The data below should be repeated exactly and in full.

• [RECORDS SUPPLIED]
↓
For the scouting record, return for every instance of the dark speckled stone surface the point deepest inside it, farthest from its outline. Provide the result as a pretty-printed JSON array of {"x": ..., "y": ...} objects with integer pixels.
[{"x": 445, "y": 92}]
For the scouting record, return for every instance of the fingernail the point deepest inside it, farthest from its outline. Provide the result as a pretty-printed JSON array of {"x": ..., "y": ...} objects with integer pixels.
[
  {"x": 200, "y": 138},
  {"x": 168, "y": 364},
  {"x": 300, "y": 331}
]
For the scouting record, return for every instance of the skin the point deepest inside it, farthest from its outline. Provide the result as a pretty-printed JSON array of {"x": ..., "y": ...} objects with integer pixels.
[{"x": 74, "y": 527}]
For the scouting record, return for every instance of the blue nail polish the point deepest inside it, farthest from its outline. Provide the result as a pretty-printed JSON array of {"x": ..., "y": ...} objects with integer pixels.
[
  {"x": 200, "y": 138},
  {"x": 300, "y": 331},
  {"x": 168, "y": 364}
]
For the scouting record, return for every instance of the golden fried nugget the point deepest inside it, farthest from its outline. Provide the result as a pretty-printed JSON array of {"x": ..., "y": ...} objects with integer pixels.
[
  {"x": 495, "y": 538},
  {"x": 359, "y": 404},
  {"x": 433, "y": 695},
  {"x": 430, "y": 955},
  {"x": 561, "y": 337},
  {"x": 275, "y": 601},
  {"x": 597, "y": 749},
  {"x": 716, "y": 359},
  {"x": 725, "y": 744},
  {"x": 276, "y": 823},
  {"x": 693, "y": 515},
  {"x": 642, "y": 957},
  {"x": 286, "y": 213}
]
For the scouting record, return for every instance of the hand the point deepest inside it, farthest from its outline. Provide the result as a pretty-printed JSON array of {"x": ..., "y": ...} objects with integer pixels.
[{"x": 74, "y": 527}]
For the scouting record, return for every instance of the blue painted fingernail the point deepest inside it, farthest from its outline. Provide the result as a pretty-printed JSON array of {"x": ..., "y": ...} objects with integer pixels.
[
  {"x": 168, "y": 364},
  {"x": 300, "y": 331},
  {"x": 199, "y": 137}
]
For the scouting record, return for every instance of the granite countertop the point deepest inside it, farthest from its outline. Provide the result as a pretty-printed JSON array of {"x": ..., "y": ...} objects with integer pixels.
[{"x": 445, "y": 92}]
↑
• [RESPONSE TO THIS TASK]
For the scouting record, return for every instance of the dark speckled stone surface the point deepest inside it, farthest from its outline. Provide the result as a pretty-printed JSON array of {"x": ..., "y": ...} objects with integer pixels.
[{"x": 445, "y": 92}]
For the scouting record, return for every instance of the fingernail the point deepest inside it, farthest from its outline. Provide the result as a pretty-printed JSON array of {"x": ..., "y": ...} objects with integer pixels.
[
  {"x": 200, "y": 138},
  {"x": 168, "y": 364},
  {"x": 300, "y": 331}
]
For the scouting record, return for every instance of the skin the point deepest inside it, farthest from its outline. Provide the result as a pretty-printed JSON array of {"x": ..., "y": ...} objects with integer pixels.
[{"x": 74, "y": 527}]
For the scouting record, return for every instance of the blue nail polish the point deepest inside it, farthest from its outline. Provide the result as a pretty-printed JSON array of {"x": ..., "y": ...} objects with integer pixels.
[
  {"x": 200, "y": 138},
  {"x": 300, "y": 331},
  {"x": 168, "y": 364}
]
For the scouting record, return for every instance of the golden fried nugget the point deepest inside it, farthest from its outline. Provide the result as a pretty-printed JSON array of {"x": ..., "y": ...} objects with integer pixels.
[
  {"x": 495, "y": 538},
  {"x": 359, "y": 404},
  {"x": 433, "y": 695},
  {"x": 430, "y": 955},
  {"x": 561, "y": 337},
  {"x": 275, "y": 601},
  {"x": 597, "y": 749},
  {"x": 716, "y": 359},
  {"x": 725, "y": 744},
  {"x": 276, "y": 823},
  {"x": 693, "y": 515},
  {"x": 642, "y": 957},
  {"x": 286, "y": 213}
]
For the scouting record, return for every instance of the hand the point deepest inside it, farthest from its outline. Provide the result as a pretty-printed JSON array of {"x": ..., "y": ...} objects with integer pixels.
[{"x": 74, "y": 527}]
For the scouting record, return for every instance of the blue painted fingernail the point deepest inside it, farthest from its outline. Provide the result as a pretty-printed JSON array of {"x": ..., "y": ...} objects with integer pixels.
[
  {"x": 168, "y": 364},
  {"x": 300, "y": 331},
  {"x": 199, "y": 137}
]
For the scouting record, return for every instance of the granite countertop the point deepest inside it, farthest from its outline. Provide the result as a pretty-printed JSON array of {"x": ..., "y": ...} objects with integer pixels.
[{"x": 445, "y": 92}]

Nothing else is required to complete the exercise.